━━━━━ Excerpted passage ━━━━━

TOLEDO, Ohio — The Toledo Zoo announced the birth of a female brown Kiwi chick at the Zoo's Avian Breeding Center.
The bird department at the Zoo collaborated with the North Island Brown Kiwi SSP and Smithsonian Conservation Biology Institute to hatch the egg.
This was a huge success, as only about half of all Kiwi eggs hatch successfully - and if they do hatch, nearly 90% die within the first six months, according to the Zoo.
North Island Brown Kiwi are found in New Zealand, and although revered in their native range, face many threats.
They are considered to be in serious decline due to the introduction of mammal predators, habitat loss and human disturbance.
Overall, Kiwi populations have decreased to 70,000 from millions that roamed New Zealand several hundred years ago.
"Fortunately, New Zealanders take Kiwi conservation very seriously," said Chuck Cerbini, Toledo Zoo curator of birds. "With Toledo Zoo's financial help and through extensive predator-control programs, active research, egg fostering, education initiatives and habitat protection, Kiwis for Kiwis, a charity dedicated to reversing the bird's population, is helping to ensure the long-term survival of this unique bird."
The Zoo says the egg was laid on January 9 at the Smithsonian Conservation Biology Institute, where animal managers used blood-draw techniques to determine it was a female.
Then, the egg was driven to Toledo several weeks before the hatch date, where it finished incubating at the Avian Breeding Center and hatched on March 21.
The Zoo says the chick appears healthy and is being raised off-exhibit.
She will later receive a Maori name as a sign of respect for the indigenous people of New Zealand, according to the Zoo.
She is the second Brown Kiwi to hatch at the Zoo, following male Kirihimete (meaning Christmas in Maori) born in December 2016.
The Zoo says Kiwi chicks hatch looking their mini versions of the adults; fully feathered and able to find food independently within the first ten days.
The Zoo says they also have a well-developed sense of smell thanks to nostrils at the tip of their bills. The long bill is used to probe the ground in search of food while special sensory pits on the tip of the beak help them sense prey moving underground.

━━━━━ Data to examine ━━━━━

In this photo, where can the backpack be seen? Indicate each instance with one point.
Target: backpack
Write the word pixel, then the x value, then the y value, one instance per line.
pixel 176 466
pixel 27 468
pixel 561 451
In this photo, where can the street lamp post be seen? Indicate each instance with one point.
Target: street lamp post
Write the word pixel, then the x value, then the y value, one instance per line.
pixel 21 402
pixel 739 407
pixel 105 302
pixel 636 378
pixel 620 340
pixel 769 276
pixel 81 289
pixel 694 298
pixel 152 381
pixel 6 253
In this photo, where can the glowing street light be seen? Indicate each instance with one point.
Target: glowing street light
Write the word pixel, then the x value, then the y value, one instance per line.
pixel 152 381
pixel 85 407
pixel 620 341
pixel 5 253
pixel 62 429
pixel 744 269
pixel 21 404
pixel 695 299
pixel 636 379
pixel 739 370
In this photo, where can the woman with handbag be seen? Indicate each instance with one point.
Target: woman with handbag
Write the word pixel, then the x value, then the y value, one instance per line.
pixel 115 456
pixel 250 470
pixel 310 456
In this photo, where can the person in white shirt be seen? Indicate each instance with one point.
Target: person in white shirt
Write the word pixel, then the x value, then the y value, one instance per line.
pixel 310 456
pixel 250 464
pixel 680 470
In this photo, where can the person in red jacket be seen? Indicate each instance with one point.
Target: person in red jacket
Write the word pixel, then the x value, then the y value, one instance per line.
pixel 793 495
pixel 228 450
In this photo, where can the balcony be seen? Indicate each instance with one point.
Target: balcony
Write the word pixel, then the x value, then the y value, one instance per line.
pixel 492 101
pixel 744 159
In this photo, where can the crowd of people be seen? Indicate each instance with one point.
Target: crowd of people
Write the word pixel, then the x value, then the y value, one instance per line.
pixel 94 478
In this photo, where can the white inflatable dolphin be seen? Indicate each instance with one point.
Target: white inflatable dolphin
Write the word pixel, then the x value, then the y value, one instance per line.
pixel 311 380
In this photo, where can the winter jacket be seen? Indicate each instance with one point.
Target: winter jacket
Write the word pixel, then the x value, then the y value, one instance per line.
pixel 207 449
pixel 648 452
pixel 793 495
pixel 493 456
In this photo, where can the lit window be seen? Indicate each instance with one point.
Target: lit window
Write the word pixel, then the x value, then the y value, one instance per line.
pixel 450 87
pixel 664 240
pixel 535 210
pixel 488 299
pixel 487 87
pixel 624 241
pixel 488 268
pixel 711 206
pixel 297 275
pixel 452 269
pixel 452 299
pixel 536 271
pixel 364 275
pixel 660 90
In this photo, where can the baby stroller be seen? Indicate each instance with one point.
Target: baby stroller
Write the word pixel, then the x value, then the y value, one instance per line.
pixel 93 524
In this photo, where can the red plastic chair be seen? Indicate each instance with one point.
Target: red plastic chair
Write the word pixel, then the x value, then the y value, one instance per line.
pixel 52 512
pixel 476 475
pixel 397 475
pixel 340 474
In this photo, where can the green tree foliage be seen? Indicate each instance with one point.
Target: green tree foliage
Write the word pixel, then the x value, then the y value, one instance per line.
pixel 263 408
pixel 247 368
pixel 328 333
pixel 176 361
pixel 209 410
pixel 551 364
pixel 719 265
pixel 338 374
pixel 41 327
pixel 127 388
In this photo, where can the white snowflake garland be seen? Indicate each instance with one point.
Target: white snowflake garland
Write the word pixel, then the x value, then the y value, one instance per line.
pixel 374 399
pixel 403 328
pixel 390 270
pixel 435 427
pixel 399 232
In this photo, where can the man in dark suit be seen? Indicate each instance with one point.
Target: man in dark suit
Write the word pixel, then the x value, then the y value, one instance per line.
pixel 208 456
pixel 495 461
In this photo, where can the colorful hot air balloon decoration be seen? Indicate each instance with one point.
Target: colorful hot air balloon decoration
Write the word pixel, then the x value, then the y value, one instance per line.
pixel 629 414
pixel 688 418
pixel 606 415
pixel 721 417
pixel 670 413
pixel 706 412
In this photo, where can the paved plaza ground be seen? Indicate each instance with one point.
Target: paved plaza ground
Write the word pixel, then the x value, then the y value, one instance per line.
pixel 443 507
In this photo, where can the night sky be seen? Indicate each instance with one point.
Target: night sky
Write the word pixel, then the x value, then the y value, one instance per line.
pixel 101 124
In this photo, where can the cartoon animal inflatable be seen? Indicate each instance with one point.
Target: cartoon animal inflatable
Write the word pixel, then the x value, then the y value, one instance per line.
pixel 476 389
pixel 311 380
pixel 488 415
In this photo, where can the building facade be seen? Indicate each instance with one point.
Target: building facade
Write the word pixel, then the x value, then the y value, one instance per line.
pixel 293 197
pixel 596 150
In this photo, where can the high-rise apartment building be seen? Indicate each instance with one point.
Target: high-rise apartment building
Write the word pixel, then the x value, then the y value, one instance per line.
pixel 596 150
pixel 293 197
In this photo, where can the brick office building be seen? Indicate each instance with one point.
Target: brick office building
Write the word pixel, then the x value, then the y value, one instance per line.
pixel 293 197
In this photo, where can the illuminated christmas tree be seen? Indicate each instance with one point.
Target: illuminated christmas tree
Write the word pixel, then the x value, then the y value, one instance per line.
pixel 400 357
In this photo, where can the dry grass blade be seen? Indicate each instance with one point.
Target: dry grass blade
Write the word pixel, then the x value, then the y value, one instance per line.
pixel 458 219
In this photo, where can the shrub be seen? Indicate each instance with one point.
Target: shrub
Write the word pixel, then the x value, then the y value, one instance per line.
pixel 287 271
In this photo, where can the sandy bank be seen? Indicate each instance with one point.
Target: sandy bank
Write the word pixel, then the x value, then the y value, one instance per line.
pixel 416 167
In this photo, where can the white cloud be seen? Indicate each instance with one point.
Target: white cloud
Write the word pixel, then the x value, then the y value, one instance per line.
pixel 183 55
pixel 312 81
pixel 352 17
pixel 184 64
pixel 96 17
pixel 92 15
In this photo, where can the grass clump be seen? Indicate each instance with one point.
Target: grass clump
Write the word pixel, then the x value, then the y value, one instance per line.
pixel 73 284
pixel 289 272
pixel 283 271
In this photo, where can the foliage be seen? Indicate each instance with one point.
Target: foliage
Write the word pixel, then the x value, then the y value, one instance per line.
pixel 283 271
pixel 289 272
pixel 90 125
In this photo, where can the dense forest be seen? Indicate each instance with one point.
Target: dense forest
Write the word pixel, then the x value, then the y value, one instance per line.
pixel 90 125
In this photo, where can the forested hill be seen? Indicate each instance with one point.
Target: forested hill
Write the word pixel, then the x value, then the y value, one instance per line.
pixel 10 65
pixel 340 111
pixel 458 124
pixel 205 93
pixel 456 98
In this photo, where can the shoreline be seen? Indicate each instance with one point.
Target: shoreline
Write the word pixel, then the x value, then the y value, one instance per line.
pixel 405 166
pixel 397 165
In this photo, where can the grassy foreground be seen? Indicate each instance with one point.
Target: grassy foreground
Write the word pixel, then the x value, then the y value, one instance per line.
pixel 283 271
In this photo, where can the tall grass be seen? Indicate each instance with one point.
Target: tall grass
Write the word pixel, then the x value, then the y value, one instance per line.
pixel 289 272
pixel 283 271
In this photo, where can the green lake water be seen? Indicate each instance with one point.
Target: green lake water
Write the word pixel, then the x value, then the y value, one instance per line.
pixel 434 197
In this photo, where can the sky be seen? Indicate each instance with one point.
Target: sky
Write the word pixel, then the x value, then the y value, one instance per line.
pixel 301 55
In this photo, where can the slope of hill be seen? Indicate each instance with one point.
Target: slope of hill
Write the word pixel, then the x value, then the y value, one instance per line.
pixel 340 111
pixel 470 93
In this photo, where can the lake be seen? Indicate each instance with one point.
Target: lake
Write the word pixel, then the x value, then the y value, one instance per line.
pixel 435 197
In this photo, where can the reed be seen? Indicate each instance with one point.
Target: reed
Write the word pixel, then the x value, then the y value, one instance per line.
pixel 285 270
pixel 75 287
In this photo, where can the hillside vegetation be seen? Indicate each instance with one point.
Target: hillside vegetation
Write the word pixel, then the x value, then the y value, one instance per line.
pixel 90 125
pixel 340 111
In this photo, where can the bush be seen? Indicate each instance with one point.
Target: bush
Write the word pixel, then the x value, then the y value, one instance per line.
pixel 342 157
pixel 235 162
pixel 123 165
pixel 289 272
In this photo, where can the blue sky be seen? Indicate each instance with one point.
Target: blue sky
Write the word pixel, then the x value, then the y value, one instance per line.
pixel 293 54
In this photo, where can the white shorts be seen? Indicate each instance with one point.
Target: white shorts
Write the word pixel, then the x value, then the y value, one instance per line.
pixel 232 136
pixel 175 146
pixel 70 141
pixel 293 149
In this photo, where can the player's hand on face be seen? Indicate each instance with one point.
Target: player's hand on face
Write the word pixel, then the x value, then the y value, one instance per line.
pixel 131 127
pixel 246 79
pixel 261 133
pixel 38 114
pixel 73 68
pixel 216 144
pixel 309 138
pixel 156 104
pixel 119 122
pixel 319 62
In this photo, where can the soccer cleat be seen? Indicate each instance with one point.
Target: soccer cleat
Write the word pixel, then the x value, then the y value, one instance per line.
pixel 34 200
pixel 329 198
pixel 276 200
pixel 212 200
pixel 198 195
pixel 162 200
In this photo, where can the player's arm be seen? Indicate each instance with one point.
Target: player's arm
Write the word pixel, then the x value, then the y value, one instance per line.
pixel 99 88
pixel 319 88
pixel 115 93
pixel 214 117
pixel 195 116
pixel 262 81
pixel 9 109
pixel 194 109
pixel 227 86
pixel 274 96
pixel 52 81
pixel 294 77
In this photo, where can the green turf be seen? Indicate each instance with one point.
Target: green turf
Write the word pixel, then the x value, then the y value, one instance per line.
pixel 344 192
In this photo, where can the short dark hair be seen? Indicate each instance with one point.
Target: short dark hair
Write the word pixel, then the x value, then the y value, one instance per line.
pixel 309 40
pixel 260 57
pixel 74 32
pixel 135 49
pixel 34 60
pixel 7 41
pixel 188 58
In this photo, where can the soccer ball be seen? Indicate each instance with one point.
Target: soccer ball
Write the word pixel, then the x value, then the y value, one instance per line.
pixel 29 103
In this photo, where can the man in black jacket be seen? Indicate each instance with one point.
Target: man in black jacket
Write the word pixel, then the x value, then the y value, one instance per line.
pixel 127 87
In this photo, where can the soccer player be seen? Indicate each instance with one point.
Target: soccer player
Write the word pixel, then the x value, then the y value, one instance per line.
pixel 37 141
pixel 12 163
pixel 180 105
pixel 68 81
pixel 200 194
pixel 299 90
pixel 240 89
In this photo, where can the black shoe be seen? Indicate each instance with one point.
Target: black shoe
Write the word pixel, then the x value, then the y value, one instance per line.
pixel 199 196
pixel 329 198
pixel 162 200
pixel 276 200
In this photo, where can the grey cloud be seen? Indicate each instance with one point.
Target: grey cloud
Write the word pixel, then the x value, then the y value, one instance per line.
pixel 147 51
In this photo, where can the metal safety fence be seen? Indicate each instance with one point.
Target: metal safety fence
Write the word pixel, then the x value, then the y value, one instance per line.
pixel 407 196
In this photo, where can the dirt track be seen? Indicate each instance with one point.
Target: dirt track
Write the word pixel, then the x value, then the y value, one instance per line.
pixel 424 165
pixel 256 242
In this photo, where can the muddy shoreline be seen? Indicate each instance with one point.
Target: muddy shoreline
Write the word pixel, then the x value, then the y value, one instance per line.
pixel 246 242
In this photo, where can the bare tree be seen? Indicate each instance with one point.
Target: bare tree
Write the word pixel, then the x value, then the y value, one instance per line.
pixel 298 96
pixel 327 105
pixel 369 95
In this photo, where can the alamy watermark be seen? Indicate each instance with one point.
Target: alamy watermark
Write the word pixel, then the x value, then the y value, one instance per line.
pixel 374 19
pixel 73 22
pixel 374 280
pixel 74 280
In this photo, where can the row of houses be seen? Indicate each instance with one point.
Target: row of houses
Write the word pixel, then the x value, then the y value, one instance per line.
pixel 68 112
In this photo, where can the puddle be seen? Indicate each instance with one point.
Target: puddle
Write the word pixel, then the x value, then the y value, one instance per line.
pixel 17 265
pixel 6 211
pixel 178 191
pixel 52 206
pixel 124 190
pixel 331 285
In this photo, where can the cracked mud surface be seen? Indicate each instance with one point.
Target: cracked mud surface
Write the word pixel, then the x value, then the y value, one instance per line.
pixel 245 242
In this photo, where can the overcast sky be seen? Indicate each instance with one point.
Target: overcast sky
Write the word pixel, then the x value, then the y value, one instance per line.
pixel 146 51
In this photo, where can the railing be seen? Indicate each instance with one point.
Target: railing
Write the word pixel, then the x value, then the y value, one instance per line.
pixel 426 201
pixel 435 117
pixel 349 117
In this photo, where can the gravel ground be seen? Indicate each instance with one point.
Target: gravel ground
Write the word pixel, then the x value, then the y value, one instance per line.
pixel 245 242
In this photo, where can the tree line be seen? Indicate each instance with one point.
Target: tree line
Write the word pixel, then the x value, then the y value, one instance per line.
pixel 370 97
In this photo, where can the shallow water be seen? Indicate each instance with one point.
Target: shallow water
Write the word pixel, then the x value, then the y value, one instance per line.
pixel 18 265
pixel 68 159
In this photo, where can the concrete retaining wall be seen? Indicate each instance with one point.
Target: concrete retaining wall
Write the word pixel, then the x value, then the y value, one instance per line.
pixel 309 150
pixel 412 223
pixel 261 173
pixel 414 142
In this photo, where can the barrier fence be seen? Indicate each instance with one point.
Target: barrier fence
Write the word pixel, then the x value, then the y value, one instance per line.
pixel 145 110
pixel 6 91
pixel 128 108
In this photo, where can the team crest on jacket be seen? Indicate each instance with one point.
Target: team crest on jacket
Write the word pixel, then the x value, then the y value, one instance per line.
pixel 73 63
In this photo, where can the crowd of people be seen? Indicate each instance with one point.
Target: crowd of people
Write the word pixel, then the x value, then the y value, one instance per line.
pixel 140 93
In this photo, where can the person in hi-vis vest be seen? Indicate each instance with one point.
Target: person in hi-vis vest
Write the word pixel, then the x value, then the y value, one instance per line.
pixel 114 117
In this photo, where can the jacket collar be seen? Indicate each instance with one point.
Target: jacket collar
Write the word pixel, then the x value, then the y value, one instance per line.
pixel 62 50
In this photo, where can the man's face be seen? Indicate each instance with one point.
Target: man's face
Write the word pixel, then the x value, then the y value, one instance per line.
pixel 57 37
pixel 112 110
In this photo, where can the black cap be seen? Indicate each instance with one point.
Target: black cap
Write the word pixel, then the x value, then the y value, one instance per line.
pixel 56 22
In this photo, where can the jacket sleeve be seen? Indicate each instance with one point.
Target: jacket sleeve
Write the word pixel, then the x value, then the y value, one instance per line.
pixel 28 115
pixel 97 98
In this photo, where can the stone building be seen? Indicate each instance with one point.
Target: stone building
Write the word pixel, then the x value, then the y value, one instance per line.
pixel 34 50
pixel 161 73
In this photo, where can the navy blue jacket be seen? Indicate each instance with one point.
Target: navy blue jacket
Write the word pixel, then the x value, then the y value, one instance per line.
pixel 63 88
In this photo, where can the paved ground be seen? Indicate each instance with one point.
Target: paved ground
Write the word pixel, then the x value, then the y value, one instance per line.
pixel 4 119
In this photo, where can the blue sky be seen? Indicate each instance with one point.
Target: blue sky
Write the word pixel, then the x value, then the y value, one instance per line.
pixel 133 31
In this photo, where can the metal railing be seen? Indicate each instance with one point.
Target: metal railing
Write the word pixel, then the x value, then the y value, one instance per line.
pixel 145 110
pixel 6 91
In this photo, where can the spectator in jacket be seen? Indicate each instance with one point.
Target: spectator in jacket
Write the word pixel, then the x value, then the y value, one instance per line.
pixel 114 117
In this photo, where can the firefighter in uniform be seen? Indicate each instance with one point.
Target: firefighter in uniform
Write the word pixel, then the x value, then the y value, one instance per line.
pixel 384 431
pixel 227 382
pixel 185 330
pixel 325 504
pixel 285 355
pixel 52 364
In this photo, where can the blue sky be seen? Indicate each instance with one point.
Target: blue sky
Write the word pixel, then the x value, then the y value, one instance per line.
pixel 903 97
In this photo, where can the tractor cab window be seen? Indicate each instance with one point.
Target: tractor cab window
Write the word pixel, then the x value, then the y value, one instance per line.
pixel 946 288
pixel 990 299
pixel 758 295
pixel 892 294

━━━━━

◆ Directions
A) Please rewrite the kiwi chick article, everything from "The Zoo says the egg" down to "first ten days.", putting "behind the scenes" in place of "off-exhibit".
B) According to the kiwi chick article, on what date did the female chick hatch?

◆ Responses by task
A)
The Zoo says the egg was laid on January 9 at the Smithsonian Conservation Biology Institute, where animal managers used blood-draw techniques to determine it was a female.
Then, the egg was driven to Toledo several weeks before the hatch date, where it finished incubating at the Avian Breeding Center and hatched on March 21.
The Zoo says the chick appears healthy and is being raised behind the scenes.
She will later receive a Maori name as a sign of respect for the indigenous people of New Zealand, according to the Zoo.
She is the second Brown Kiwi to hatch at the Zoo, following male Kirihimete (meaning Christmas in Maori) born in December 2016.
The Zoo says Kiwi chicks hatch looking their mini versions of the adults; fully feathered and able to find food independently within the first ten days.

B) March 21